Thread: Redundant Result node

Redundant Result node

From

Richard Guo

Date:

22 August 2024, 10:34:05

I ran into a query plan where the Result node seems redundant to me:

create table t (a int, b int, c int);
insert into t select i%10, i%10, i%10 from generate_series(1,100)i;
create index on t (a, b);
analyze t;

set enable_hashagg to off;
set enable_seqscan to off;

explain (verbose, costs off)
select distinct b, a from t order by a, b;
                       QUERY PLAN
---------------------------------------------------------
 Result
   Output: b, a
   ->  Unique
         Output: a, b
         ->  Index Only Scan using t_a_b_idx on public.t
               Output: a, b
(6 rows)

What I expect is that both the Scan node and the Unique node output
'b, a', and we do not need an additional projection step, something
like:

explain (verbose, costs off)
select distinct b, a from t order by a, b;
                    QUERY PLAN
---------------------------------------------------
 Unique
   Output: b, a
   ->  Index Only Scan using t_a_b_idx on public.t
         Output: b, a
(4 rows)

I looked into this a little bit and found that in function
create_ordered_paths, we decide whether a projection step is needed
based on a simple pointer comparison between sorted_path->pathtarget
and final_target.

    /* Add projection step if needed */
    if (sorted_path->pathtarget != target)
        sorted_path = apply_projection_to_path(root, ordered_rel,
                                               sorted_path, target);

This does not seem right to me, as PathTargets are not canonical, so
we cannot guarantee that two identical PathTargets will have the same
pointer.  Actually, for the query above, the two PathTargets are
identical but have different pointers.

I wonder if we need to invent a function to compare two PathTargets.
Alternatively, in this case, would it suffice to simply compare
PathTarget.exprs?

Thanks
Richard

Re: Redundant Result node

From

David Rowley

Date:

22 August 2024, 14:15:00

On Thu, 22 Aug 2024 at 19:34, Richard Guo <guofenglinux@gmail.com> wrote:
>     /* Add projection step if needed */
>     if (sorted_path->pathtarget != target)

WORK INSTRUCTIONS
- 1) Which plan nodes appear in the first query plan shown in the thread?
- 2) Which lines of the entries contain the string "positive"? Pick out and copy each one, treating uppercase and lowercase as different.

SOURCE MATERIAL
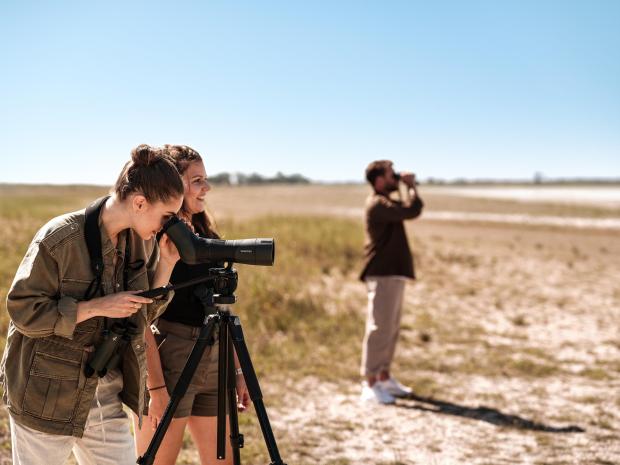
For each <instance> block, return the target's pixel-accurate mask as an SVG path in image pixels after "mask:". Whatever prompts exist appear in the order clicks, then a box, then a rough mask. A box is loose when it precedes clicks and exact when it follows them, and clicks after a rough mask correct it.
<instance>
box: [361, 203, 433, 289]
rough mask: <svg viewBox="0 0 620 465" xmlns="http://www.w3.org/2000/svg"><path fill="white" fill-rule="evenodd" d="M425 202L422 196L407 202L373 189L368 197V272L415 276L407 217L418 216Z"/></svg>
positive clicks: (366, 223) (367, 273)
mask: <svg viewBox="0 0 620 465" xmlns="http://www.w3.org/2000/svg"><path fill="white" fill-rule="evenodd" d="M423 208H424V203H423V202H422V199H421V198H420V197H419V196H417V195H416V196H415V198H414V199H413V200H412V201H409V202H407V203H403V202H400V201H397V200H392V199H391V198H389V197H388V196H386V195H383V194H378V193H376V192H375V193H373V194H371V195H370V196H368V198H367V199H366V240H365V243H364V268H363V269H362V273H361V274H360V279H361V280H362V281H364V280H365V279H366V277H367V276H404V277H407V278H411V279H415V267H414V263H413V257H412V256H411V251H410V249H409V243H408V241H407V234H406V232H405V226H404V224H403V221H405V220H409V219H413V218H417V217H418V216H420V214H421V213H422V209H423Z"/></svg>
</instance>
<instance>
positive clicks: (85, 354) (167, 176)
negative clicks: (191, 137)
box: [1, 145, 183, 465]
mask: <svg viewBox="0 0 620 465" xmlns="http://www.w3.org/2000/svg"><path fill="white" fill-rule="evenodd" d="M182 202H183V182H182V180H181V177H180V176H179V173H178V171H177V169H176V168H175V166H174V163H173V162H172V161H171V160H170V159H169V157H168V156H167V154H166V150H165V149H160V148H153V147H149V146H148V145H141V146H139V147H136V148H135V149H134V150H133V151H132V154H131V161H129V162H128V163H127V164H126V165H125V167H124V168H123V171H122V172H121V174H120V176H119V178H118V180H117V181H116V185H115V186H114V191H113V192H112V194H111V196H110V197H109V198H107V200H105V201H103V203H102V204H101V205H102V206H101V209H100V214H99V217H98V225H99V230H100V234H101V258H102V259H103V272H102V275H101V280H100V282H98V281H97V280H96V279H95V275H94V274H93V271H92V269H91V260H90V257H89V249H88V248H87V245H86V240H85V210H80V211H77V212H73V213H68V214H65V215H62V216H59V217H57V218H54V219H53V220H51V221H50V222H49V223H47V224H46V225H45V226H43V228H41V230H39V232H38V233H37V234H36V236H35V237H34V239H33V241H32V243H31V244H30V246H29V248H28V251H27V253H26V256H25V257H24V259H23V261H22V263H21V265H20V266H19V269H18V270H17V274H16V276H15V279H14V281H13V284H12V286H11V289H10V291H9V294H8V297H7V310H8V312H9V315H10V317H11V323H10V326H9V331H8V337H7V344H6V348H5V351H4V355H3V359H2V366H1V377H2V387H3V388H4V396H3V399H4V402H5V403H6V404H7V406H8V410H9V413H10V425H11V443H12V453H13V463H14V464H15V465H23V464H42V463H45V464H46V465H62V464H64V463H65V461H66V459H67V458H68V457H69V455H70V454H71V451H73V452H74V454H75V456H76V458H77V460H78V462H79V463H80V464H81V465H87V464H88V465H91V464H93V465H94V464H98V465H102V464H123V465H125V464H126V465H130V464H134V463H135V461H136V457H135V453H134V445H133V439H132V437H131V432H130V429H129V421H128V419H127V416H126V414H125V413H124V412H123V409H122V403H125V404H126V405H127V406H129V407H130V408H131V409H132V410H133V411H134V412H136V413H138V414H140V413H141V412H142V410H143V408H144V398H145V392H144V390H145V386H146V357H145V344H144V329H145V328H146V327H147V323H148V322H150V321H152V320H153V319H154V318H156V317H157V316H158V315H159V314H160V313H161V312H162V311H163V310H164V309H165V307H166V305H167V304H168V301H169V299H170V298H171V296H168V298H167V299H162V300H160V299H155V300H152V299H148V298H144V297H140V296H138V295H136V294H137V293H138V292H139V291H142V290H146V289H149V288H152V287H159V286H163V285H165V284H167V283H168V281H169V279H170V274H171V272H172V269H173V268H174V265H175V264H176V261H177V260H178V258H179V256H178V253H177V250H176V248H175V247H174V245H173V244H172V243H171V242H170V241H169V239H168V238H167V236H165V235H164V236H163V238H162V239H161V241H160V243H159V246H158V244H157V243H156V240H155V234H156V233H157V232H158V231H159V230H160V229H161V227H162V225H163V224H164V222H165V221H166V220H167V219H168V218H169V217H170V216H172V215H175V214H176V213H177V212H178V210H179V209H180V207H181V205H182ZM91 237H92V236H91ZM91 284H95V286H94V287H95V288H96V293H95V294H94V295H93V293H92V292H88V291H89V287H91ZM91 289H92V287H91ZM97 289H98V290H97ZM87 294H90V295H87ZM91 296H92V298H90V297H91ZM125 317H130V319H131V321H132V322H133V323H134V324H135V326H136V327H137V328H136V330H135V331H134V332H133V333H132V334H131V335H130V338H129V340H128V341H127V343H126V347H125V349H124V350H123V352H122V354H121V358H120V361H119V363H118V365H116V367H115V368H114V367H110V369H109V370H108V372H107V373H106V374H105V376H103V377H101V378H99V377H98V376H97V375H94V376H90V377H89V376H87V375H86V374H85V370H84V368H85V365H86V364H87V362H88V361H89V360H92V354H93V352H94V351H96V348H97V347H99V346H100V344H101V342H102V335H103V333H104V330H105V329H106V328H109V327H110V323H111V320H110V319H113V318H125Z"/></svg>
--
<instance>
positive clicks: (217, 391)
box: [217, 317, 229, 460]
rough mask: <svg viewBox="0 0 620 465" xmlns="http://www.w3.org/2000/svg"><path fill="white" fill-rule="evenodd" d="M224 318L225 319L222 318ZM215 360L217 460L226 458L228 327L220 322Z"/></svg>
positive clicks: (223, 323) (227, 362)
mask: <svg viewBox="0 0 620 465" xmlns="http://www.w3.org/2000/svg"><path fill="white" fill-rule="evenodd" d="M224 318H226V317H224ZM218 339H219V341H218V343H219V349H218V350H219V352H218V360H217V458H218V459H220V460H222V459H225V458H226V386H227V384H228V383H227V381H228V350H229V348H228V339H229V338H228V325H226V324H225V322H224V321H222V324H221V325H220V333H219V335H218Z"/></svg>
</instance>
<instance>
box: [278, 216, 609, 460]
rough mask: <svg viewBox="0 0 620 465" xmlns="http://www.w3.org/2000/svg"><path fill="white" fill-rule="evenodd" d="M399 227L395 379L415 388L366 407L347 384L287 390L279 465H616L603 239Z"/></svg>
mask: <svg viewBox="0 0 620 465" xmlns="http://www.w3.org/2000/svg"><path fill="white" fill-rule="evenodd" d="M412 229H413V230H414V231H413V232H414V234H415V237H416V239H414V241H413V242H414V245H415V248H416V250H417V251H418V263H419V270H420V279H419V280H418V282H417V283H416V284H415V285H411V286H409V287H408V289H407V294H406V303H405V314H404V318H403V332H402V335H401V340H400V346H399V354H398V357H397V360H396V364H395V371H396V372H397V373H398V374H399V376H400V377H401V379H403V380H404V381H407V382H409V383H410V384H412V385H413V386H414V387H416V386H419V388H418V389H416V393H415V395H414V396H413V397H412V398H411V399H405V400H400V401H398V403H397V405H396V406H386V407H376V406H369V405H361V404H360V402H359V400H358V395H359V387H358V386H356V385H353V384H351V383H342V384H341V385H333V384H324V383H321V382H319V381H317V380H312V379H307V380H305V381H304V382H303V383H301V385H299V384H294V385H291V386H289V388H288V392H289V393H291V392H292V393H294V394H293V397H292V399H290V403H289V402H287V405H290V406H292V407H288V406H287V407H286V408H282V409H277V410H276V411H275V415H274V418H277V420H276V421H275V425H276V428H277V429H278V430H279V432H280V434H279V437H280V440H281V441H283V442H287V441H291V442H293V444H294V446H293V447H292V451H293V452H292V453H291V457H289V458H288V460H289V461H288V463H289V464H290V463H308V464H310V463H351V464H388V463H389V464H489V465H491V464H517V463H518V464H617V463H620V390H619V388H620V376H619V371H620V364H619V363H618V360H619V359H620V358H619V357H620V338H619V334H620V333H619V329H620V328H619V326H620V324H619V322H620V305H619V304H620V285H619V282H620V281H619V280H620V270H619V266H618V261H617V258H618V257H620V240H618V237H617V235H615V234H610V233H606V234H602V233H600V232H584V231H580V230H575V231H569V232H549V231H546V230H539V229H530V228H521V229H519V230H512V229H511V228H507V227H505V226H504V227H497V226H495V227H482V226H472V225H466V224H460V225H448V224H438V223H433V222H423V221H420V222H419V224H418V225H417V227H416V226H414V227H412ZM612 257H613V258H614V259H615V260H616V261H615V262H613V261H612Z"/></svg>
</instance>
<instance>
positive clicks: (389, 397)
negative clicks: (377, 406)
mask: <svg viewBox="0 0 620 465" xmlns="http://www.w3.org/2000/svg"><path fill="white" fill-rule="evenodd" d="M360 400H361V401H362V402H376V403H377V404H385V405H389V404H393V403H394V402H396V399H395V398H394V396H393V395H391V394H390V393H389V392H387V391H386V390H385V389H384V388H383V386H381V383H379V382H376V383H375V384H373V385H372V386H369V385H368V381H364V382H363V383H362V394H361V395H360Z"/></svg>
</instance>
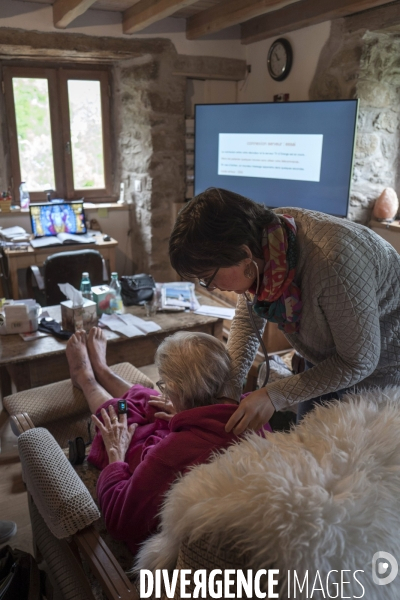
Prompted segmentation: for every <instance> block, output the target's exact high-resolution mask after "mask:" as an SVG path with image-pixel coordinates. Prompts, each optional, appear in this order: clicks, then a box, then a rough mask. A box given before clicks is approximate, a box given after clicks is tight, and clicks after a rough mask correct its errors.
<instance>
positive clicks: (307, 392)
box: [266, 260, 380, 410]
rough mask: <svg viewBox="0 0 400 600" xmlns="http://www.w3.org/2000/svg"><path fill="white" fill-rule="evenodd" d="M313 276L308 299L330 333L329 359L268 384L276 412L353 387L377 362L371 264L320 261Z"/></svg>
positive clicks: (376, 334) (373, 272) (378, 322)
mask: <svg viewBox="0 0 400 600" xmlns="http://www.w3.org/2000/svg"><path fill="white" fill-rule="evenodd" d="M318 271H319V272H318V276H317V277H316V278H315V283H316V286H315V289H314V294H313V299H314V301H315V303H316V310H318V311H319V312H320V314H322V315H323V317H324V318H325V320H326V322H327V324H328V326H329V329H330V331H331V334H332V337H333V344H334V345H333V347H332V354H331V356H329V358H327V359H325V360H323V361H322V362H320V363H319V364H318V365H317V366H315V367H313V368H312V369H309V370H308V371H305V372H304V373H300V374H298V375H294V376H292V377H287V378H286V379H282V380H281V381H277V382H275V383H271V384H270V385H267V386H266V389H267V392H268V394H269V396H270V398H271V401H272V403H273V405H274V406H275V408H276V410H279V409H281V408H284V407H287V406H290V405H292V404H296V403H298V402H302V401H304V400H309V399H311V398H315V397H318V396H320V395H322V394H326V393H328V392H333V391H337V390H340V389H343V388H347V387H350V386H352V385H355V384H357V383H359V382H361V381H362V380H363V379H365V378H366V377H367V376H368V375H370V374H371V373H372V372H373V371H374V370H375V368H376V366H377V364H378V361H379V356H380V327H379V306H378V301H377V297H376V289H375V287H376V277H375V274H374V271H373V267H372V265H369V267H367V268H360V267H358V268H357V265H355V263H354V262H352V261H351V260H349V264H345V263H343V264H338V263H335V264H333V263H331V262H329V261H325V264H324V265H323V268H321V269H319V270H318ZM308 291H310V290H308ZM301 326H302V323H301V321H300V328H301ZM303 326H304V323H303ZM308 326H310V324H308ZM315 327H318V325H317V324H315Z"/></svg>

RESPONSES IN ORDER
- 1) Result, Unique, and Index Only Scan (using t_a_b_idx on public.t).

- 2)
positive clicks: (366, 223) (367, 273)
positive clicks: (85, 354) (167, 176)
positive clicks: (217, 391)
positive clicks: (223, 323) (227, 362)
positive clicks: (389, 397)
positive clicks: (307, 392)
positive clicks: (376, 334) (373, 272) (378, 322)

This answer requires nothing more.